• _Description of the task_:
Nothing in the data should change when you return it, but leave the pictures out.

···

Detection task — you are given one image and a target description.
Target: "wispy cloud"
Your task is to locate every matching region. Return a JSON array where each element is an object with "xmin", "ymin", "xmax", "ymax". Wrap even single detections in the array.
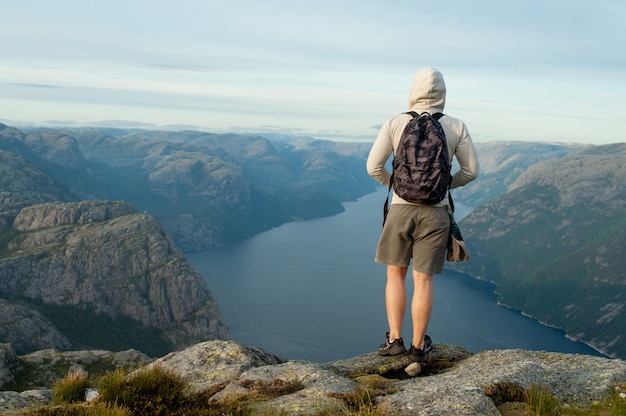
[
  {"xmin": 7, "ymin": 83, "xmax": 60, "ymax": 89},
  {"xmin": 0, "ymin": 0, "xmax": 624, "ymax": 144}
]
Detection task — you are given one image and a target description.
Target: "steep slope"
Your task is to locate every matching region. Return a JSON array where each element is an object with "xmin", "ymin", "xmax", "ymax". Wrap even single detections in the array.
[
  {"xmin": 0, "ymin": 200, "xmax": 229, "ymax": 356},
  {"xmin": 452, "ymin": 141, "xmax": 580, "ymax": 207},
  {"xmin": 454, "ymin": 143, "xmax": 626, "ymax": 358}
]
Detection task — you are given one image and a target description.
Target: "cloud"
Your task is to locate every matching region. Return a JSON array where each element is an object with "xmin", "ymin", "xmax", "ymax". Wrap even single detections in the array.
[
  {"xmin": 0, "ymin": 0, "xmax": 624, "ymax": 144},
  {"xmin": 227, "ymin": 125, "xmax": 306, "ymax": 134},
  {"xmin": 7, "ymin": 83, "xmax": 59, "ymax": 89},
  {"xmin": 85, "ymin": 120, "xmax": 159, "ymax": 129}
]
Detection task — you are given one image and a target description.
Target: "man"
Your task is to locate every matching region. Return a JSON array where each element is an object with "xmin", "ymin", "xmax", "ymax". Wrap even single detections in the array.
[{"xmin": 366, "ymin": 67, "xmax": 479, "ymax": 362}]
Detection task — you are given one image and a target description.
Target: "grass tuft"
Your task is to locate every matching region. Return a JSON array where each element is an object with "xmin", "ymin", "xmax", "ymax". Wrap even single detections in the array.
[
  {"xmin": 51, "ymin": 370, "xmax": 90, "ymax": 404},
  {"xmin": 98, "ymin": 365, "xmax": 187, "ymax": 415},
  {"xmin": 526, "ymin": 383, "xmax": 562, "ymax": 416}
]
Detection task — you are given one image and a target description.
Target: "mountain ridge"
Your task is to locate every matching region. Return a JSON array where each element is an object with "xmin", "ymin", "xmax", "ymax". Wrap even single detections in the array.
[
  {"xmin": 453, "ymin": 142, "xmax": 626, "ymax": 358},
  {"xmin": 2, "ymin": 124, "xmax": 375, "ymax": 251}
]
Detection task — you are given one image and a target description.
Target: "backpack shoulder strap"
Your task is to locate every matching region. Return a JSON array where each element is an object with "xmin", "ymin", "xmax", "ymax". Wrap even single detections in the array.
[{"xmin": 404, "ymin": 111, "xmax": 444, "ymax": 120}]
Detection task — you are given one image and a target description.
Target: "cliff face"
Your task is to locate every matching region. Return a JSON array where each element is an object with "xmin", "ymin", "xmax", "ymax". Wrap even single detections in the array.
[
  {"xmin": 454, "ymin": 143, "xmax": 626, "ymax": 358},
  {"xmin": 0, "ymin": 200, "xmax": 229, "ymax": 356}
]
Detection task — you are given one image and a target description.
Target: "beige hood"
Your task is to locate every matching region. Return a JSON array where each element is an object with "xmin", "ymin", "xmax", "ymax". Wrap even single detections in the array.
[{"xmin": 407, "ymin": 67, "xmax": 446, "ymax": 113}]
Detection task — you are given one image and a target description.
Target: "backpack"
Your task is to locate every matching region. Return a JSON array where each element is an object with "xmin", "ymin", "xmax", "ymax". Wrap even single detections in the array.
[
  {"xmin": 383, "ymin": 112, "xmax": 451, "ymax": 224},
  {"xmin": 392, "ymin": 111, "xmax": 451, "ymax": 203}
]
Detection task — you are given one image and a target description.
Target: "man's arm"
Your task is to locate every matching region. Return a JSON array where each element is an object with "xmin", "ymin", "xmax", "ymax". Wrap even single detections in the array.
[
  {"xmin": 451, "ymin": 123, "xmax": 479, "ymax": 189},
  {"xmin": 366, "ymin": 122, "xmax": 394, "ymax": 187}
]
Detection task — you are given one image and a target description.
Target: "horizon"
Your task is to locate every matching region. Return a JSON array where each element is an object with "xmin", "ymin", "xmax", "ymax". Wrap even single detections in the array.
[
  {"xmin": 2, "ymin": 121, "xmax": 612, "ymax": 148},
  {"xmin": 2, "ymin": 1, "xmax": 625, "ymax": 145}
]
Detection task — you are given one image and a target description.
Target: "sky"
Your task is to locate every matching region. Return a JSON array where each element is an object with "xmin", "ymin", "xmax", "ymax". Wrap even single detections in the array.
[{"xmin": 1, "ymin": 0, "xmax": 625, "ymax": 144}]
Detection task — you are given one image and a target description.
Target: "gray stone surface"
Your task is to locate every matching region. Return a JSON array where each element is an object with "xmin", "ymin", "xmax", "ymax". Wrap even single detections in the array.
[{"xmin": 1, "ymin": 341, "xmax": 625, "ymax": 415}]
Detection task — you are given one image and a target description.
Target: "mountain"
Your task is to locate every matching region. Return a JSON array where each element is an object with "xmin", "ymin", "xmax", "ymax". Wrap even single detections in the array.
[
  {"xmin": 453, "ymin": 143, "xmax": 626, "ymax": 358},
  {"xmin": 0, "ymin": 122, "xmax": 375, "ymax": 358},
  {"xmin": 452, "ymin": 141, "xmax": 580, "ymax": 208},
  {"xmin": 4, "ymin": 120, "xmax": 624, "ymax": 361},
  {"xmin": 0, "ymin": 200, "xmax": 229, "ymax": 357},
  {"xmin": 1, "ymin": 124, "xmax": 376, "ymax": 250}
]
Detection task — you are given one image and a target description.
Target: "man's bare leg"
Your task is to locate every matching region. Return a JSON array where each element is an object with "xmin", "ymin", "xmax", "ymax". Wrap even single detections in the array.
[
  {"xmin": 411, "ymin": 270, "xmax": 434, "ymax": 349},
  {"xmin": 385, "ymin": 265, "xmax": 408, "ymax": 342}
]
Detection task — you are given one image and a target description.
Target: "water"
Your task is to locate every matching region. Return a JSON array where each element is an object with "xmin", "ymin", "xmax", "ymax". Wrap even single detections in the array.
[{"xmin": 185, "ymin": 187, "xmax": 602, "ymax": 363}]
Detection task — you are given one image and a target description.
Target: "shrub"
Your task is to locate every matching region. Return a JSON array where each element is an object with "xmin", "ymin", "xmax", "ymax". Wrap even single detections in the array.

···

• _Problem solution_:
Detection task — you are given one image and a target description.
Target: "wispy cloud"
Your task is to locate every matching region. Return a JSON array where each element is an object with "xmin", "ymin", "xmax", "ymax". Wrap even single detections in the array.
[
  {"xmin": 7, "ymin": 83, "xmax": 60, "ymax": 89},
  {"xmin": 0, "ymin": 0, "xmax": 624, "ymax": 144}
]
Detection task — you are given one image and a target description.
Target: "steep slope"
Your task is to locate every matching region. Return a JSON array where each element is an object with "xmin", "ymin", "xmax", "ymax". Wrap even single detections in the array.
[
  {"xmin": 0, "ymin": 200, "xmax": 229, "ymax": 356},
  {"xmin": 452, "ymin": 141, "xmax": 580, "ymax": 207},
  {"xmin": 454, "ymin": 143, "xmax": 626, "ymax": 358}
]
Detection task — you are given one image and a target description.
Target: "cloud"
Your task is to locate every matching region. Return a JSON array where each element is an object with "xmin", "ymin", "xmax", "ymax". Wrap even single detections in the array.
[
  {"xmin": 0, "ymin": 0, "xmax": 624, "ymax": 144},
  {"xmin": 227, "ymin": 125, "xmax": 306, "ymax": 134},
  {"xmin": 7, "ymin": 83, "xmax": 59, "ymax": 89},
  {"xmin": 85, "ymin": 120, "xmax": 159, "ymax": 129}
]
Detection task — you are given one image and a target description.
Target: "man"
Your task is to locate every matching region. Return a JSON array where each element is an object with "xmin", "ymin", "xmax", "ymax". Wrap even single detections in the array.
[{"xmin": 366, "ymin": 67, "xmax": 479, "ymax": 362}]
Detection task — you are given one image and a target description.
Target: "grass tuft"
Your task is to locate every matching region. Return a JSON array where each element is an object with "xmin", "ymin", "xmax", "ymax". Wrap even single detections in the array.
[
  {"xmin": 51, "ymin": 370, "xmax": 90, "ymax": 404},
  {"xmin": 98, "ymin": 365, "xmax": 187, "ymax": 415},
  {"xmin": 526, "ymin": 383, "xmax": 562, "ymax": 416}
]
Detection task — you are given one image and a target description.
Target: "mountain ridge"
Your task is to locate every matching region. Return a JSON array where each element is an object with "xmin", "ymin", "xmax", "ymax". Wrap even single detections in the array.
[
  {"xmin": 453, "ymin": 142, "xmax": 626, "ymax": 358},
  {"xmin": 2, "ymin": 124, "xmax": 375, "ymax": 251}
]
Detection task — you are given one image and a target description.
Target: "backpack shoulder strap"
Your task is to locate every matching region. Return a JSON array where each element is an object with "xmin", "ymin", "xmax", "ymax". Wrap even single detections in the array.
[{"xmin": 404, "ymin": 111, "xmax": 444, "ymax": 120}]
Detection task — you are given one image and a target description.
Target: "cliff face"
Your task is to locate every matching region. Return a JSON array where each element is an object with "xmin", "ymin", "xmax", "ymax". Wrap even single detections in the array.
[
  {"xmin": 454, "ymin": 143, "xmax": 626, "ymax": 358},
  {"xmin": 0, "ymin": 200, "xmax": 229, "ymax": 356}
]
Detection task — you are given one image and a target description.
Target: "beige hood"
Your task is to locate every matching region. Return a JSON array where each element is an object with "xmin", "ymin", "xmax", "ymax". Wrap even single detections in the array.
[{"xmin": 407, "ymin": 67, "xmax": 446, "ymax": 113}]
Detection task — you are given one image and a target description.
Target: "backpack"
Your task is to locate every matching region. Return a JSON array where each element is an object with "xmin", "ymin", "xmax", "ymax". Wrap even single detections in the array.
[
  {"xmin": 383, "ymin": 112, "xmax": 451, "ymax": 224},
  {"xmin": 392, "ymin": 111, "xmax": 451, "ymax": 203}
]
Detection task — you are given one image and a target description.
Target: "man's arm"
Your task is to locate every matching region. Return a JSON array where each element is an object with "xmin", "ymin", "xmax", "ymax". Wrap even single detections in the array.
[
  {"xmin": 451, "ymin": 123, "xmax": 479, "ymax": 189},
  {"xmin": 366, "ymin": 122, "xmax": 394, "ymax": 187}
]
Detection task — you are given one image and a target description.
Target: "horizon"
Your task is to locate every matching region. Return a JSON array where each element is an object with "xmin", "ymin", "xmax", "ymax". Wrap even single detections in the array.
[
  {"xmin": 2, "ymin": 121, "xmax": 612, "ymax": 148},
  {"xmin": 2, "ymin": 1, "xmax": 625, "ymax": 145}
]
Detection task — you are given one image and a target description.
Target: "sky"
Your task is to locate every matching region. Return a JSON array where each element is an object with "xmin", "ymin", "xmax", "ymax". Wrap even single detections in the array.
[{"xmin": 1, "ymin": 0, "xmax": 625, "ymax": 144}]
Detection task — you are given one image and a target description.
Target: "gray stone surface"
Your task is to locate every matching region. Return a JSON array where each element is an object with "xmin", "ymin", "xmax", "ymax". Wrap even single detections in the array.
[{"xmin": 1, "ymin": 341, "xmax": 625, "ymax": 415}]
Detection task — you are given one image and a target description.
Target: "mountain"
Your task is to locate every matching region. Return a JSON array where each element is an object with "xmin", "ymin", "xmax", "ymax". Wrap even single detections in the array.
[
  {"xmin": 453, "ymin": 143, "xmax": 626, "ymax": 358},
  {"xmin": 0, "ymin": 122, "xmax": 375, "ymax": 358},
  {"xmin": 452, "ymin": 141, "xmax": 580, "ymax": 208},
  {"xmin": 4, "ymin": 120, "xmax": 624, "ymax": 361},
  {"xmin": 0, "ymin": 200, "xmax": 229, "ymax": 357},
  {"xmin": 1, "ymin": 124, "xmax": 376, "ymax": 250}
]
Detection task — you are given one image and a target description.
Target: "man's bare leg"
Your task is to locate every matching region. Return a JSON array where each element is an object with "xmin", "ymin", "xmax", "ymax". Wrap even single detections in the array.
[
  {"xmin": 411, "ymin": 270, "xmax": 434, "ymax": 349},
  {"xmin": 385, "ymin": 265, "xmax": 408, "ymax": 342}
]
Detection task — you are given one image and a target description.
Target: "water"
Your task is to locate every matching region. Return a JSON array where each element is an object with "xmin", "ymin", "xmax", "ymax". Wrap even single detections in the array.
[{"xmin": 185, "ymin": 187, "xmax": 602, "ymax": 363}]
Detection task — you are given one image and a target description.
Target: "shrub"
Your task is to locate every matching region. Return a JSON array where each element is an object with "xmin", "ymin", "xmax", "ymax". Wrap even single detections in the array.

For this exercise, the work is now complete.